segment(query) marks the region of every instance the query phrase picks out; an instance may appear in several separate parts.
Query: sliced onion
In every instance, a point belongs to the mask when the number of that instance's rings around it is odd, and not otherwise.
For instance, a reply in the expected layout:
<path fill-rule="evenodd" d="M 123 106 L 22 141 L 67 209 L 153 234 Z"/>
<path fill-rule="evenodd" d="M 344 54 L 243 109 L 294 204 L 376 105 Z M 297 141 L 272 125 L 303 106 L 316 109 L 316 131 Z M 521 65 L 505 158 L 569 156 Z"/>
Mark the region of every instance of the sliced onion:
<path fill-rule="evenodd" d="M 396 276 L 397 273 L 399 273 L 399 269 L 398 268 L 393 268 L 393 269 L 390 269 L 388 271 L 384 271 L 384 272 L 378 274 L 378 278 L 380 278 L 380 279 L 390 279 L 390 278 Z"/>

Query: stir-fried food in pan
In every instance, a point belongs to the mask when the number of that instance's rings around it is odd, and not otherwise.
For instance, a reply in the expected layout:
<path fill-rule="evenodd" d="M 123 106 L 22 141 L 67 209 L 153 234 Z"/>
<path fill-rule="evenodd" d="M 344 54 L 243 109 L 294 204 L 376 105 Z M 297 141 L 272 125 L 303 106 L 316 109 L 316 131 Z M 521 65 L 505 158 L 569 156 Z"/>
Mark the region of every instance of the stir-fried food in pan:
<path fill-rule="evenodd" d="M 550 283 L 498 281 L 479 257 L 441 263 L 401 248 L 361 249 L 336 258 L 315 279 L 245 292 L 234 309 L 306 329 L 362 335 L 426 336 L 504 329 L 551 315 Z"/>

########

Task prompt – From the first line down to the last, give the records again exactly.

The completed task –
segment(query) marks the region of every instance the query phrase picks out; an instance may appear in several separate parts.
Query: sliced onion
In every instance, a point belongs to the mask when the number of that instance's rings around it is odd, and not otherwise.
For instance, a reply in the expected layout:
<path fill-rule="evenodd" d="M 123 106 L 22 141 L 67 209 L 153 234 Z"/>
<path fill-rule="evenodd" d="M 344 54 L 243 109 L 294 204 L 376 105 Z M 297 141 L 272 125 L 303 106 L 316 109 L 316 131 Z M 521 65 L 505 158 L 569 156 Z"/>
Mark the region of every instance of the sliced onion:
<path fill-rule="evenodd" d="M 396 276 L 397 273 L 399 273 L 399 269 L 398 268 L 393 268 L 393 269 L 390 269 L 388 271 L 384 271 L 384 272 L 378 274 L 378 278 L 380 278 L 380 279 L 390 279 L 390 278 Z"/>

Query: stir-fried food in pan
In every instance, a point belongs to the mask when the number of that instance's rings around it is odd, and not otherwise.
For instance, a reply in the expected layout:
<path fill-rule="evenodd" d="M 123 106 L 22 141 L 67 209 L 153 234 Z"/>
<path fill-rule="evenodd" d="M 344 54 L 243 109 L 294 204 L 376 105 Z M 297 141 L 272 125 L 303 106 L 316 109 L 316 131 Z M 521 65 L 505 158 L 569 156 Z"/>
Mark the region of every instance of the stir-fried food in pan:
<path fill-rule="evenodd" d="M 550 283 L 498 281 L 479 257 L 441 263 L 401 248 L 361 249 L 336 258 L 315 279 L 245 292 L 234 309 L 306 329 L 362 335 L 426 336 L 504 329 L 551 315 Z"/>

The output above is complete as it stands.